Assignment:
If a line in the records below holds the word "segment", copy it.

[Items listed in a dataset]
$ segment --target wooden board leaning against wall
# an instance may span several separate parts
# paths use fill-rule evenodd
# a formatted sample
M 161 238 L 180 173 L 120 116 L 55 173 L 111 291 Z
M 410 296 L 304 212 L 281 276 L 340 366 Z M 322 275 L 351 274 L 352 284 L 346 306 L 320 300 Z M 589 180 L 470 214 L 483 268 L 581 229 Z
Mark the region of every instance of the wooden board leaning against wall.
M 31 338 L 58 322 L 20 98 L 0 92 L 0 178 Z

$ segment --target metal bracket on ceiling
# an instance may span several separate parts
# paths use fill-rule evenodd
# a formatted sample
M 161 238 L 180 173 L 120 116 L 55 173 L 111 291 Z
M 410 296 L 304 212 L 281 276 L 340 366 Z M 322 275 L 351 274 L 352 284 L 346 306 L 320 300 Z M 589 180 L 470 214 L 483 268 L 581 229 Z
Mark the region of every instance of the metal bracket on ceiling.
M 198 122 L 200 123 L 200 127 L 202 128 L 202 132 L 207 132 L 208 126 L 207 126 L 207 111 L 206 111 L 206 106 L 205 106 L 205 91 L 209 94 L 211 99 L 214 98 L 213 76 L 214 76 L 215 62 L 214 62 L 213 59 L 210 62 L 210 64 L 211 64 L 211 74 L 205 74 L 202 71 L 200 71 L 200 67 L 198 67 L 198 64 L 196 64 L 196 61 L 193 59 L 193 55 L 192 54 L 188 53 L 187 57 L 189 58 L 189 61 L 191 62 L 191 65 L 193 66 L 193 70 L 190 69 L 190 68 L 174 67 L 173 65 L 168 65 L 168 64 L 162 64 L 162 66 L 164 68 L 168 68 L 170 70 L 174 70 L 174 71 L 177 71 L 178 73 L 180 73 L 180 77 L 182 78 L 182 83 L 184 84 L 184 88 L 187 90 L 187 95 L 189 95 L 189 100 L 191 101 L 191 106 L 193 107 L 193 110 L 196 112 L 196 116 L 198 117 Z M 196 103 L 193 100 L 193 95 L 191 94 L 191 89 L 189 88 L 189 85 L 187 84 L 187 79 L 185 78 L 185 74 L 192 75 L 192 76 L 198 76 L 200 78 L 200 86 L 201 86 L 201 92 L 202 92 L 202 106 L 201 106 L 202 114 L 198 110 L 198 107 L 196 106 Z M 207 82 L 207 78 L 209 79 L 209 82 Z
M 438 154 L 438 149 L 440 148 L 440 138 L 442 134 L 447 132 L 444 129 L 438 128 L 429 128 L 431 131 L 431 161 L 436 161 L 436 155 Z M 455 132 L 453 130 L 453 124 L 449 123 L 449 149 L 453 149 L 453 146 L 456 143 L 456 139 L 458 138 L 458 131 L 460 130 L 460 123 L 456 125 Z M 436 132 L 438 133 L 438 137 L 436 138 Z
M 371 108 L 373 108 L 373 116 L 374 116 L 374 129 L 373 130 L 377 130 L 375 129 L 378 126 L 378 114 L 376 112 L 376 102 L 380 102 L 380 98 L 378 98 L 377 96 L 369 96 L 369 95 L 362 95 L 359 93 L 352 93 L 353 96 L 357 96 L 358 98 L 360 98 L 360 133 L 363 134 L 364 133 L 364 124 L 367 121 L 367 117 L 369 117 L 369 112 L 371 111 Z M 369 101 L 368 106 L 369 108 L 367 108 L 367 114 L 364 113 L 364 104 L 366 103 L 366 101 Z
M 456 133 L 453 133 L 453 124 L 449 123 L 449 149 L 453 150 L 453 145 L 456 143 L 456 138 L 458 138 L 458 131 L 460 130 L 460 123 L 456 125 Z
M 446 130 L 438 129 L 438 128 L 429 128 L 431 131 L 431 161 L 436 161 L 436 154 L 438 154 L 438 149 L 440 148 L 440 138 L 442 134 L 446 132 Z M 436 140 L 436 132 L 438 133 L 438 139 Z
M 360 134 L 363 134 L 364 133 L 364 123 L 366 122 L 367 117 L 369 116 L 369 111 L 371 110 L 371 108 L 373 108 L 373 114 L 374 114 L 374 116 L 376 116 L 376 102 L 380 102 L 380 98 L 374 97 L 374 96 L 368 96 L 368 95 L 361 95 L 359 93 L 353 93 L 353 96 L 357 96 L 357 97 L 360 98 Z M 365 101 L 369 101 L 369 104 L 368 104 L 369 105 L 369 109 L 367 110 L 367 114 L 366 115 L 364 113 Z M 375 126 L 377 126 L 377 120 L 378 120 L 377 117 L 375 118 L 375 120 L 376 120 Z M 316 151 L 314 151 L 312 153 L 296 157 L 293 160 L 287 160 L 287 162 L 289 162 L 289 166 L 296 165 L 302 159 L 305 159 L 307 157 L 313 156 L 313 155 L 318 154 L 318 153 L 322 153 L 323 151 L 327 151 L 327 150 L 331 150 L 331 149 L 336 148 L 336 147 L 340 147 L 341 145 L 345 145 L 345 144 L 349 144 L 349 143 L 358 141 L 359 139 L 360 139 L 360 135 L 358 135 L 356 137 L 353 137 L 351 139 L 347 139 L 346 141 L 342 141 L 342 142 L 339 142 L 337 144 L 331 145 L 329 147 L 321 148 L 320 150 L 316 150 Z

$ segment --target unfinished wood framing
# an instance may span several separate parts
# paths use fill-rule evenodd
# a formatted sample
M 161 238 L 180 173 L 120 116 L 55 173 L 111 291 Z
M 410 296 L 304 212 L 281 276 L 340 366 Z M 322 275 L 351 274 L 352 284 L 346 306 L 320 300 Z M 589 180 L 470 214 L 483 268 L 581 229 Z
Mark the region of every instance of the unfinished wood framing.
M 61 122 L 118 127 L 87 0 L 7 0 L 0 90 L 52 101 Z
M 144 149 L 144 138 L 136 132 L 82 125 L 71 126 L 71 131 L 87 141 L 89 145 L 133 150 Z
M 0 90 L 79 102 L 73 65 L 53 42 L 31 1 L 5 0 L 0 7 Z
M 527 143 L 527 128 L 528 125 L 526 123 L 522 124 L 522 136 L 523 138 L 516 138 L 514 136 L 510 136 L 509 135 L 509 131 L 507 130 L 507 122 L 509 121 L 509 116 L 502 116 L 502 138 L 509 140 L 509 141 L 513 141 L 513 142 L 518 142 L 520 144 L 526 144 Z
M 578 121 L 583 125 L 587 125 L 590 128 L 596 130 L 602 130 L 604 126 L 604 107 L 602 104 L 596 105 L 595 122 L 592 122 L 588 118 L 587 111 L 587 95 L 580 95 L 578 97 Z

Result of the exercise:
$ segment --target wooden board leaning against wall
$ segment --target metal bracket on ceiling
$ segment --target unfinished wood framing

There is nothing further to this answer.